### [Work instructions]
Write out the items from the line containing "Find the man's neck" through the last line, swapping "drop one pin" for "place one marker" and keeping everything else unchanged.

* start Task material *

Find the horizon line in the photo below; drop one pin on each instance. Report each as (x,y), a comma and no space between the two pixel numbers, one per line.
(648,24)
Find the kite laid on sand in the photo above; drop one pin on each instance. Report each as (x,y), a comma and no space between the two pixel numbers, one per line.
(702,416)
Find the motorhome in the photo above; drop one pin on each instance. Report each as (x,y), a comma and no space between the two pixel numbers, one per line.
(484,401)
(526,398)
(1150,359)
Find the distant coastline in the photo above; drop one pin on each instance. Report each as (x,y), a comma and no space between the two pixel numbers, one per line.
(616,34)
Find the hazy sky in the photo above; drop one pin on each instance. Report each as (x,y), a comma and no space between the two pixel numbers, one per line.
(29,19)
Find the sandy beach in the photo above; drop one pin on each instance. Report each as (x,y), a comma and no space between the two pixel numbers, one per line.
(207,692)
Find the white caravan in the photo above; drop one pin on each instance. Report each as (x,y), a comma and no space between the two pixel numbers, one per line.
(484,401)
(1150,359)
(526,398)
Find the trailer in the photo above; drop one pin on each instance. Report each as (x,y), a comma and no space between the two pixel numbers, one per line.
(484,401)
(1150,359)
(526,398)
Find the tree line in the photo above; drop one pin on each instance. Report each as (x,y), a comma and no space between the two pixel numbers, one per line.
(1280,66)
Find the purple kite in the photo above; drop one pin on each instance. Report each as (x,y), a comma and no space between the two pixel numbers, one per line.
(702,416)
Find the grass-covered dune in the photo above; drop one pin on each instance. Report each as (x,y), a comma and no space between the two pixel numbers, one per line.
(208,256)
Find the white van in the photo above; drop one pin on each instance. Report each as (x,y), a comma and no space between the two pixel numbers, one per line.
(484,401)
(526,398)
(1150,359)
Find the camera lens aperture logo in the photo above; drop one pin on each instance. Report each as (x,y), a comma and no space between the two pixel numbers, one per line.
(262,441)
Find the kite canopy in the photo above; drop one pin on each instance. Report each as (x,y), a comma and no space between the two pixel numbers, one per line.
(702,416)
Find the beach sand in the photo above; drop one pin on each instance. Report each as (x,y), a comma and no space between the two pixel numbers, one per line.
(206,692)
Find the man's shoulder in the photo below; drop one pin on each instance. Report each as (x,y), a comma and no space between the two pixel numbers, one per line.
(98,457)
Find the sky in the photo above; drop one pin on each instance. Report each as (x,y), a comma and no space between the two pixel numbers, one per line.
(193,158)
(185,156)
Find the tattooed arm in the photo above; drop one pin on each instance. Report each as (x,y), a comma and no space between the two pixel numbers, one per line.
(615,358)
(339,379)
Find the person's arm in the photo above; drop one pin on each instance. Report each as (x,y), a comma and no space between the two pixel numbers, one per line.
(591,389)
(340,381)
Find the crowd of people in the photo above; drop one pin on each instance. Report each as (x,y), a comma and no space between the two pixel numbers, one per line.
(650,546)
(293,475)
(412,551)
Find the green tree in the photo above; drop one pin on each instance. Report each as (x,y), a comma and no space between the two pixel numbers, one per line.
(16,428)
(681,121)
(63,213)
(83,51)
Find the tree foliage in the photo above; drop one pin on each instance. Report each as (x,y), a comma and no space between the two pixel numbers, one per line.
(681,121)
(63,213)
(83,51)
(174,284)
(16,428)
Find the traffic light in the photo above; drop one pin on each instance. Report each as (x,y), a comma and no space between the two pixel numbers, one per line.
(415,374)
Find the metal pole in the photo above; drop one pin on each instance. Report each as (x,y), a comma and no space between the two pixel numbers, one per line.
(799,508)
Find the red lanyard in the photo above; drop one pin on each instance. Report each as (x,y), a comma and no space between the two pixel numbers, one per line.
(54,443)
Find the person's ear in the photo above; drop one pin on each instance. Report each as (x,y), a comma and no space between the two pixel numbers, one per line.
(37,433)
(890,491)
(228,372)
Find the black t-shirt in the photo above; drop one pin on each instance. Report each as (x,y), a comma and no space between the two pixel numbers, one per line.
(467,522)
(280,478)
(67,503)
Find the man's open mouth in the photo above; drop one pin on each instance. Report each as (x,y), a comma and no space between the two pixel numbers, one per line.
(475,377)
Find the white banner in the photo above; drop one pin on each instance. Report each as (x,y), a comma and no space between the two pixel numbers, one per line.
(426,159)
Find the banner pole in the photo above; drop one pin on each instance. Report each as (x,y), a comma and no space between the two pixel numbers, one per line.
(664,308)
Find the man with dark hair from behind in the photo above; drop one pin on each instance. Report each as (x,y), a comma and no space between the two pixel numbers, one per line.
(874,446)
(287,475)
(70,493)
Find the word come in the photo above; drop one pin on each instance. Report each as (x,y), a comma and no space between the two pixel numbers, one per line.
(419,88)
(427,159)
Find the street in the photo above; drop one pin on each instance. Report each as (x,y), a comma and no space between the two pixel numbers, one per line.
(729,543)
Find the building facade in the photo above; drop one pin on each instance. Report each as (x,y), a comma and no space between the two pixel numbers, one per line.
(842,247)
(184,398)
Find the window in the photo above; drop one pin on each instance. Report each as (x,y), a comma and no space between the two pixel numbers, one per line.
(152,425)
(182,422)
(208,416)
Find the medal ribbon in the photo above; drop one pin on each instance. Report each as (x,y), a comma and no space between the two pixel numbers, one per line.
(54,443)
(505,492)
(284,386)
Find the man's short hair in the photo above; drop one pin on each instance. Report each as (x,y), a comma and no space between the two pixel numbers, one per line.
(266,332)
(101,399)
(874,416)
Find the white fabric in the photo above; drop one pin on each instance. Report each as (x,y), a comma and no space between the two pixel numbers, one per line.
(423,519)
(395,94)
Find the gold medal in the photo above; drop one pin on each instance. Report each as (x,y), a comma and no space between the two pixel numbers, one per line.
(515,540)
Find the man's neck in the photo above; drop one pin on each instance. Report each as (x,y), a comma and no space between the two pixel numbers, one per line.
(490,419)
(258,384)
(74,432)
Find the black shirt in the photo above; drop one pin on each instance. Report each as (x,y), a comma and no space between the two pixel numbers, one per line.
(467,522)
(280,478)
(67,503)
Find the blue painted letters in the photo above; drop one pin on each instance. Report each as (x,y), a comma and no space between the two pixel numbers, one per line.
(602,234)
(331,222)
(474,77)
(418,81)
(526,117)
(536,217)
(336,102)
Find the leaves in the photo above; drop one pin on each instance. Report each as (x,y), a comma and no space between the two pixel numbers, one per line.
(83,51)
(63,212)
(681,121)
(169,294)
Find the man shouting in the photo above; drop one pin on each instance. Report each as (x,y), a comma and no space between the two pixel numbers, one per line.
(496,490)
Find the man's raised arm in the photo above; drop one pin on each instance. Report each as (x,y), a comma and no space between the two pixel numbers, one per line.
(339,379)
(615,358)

* end Task material *

### [Response to the exercise]
Find the man's neck in the photo above; place one marker on each instance. Report each as (x,y), a comma and no space between the two pixel numbers, one per line.
(490,419)
(258,384)
(74,432)
Find the black shirt in the photo above; place one marker on each instance. Report each as (x,y), a comma and no space between the two pixel numbers, one per line.
(467,522)
(280,478)
(67,503)
Find the blue painted letters in the photo above; place one marker on each instance. Report each as (x,y), a comma and no space between the two pixel numbers, one per line.
(602,234)
(331,222)
(474,77)
(418,81)
(526,117)
(536,217)
(336,102)
Find the leaves in the photo above; place one marker on each instance. Report each as (x,y), a comma and no space between the two pixel numbers, one per line.
(83,51)
(63,212)
(681,121)
(169,294)
Find the man shouting in the photo above; place one marker on each instance. Report each as (x,y), a comma and no space between the two pixel numbers, one per line.
(496,490)
Find the man's raised arm in the photo above; place one marker on each instance. Report each as (x,y), a comma and no space between the two pixel numbers, one per line.
(339,379)
(615,358)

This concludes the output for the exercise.